Start of EXTRACT TO READ

Undergraduate study - 2020 entry

Degree Programme Specification 2019/2020

BSc Honours in Physics with Meteorology

To give you an idea of what to expect from this programme, we publish the latest available information. This information is created when new programmes are established and is only updated periodically as programmes are formally reviewed. It is therefore only accurate on the date of last revision.
Awarding institution: The University of Edinburgh
Teaching institution: The University of Edinburgh
Programme accredited by: This Institute of Physics, Royal Meteorogical Society
Final award: BSc Honours
Programme title: Physics with Meteorology
UCAS code: F304
Relevant QAA subject benchmarking group(s): Physics, Astronomy and Astrophysics
Postholder with overall responsibility for QA: Dr Victoria Martin
Date of production/revision: February 2013

External summary

Physics is the fundamental human endeavour to understand the structure and evolution of the universe. Its scope runs from quarks and leptons, the smallest fragments of the universe, through the material world we perceive directly with our senses, and on to stars and galaxies, and the origins and fate of the universe itself. Meteorology is the application of physical principles to the understanding of the Earth’s atmosphere. Our aim is to guide you through this territory; to share with you our enthusiasm for it; and to equip you with a range of thinking and practical skills which you will need if your subsequent career is in Physics or Meteorology, and which you will value even if it is not.

End of EXTRACT TO READ

PROBLEM TO WORK ON: What UCAS code does the programme specification give for the Physics with Meteorology degree?

Start of RECORDED INFORMATION

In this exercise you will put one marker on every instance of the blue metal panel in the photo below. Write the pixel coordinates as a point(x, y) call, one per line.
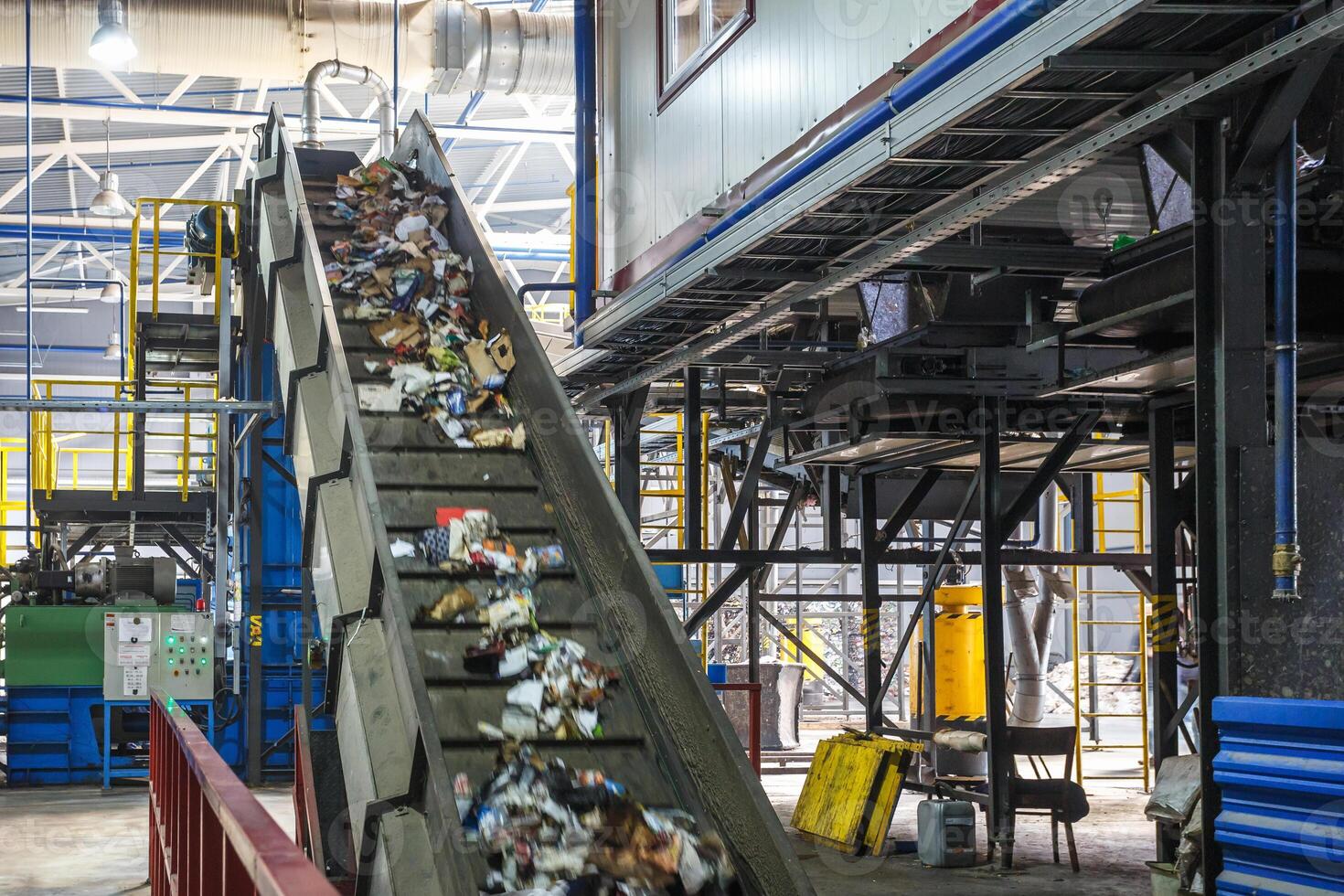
point(54, 738)
point(281, 646)
point(1281, 773)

End of RECORDED INFORMATION

FULL ANSWER: F304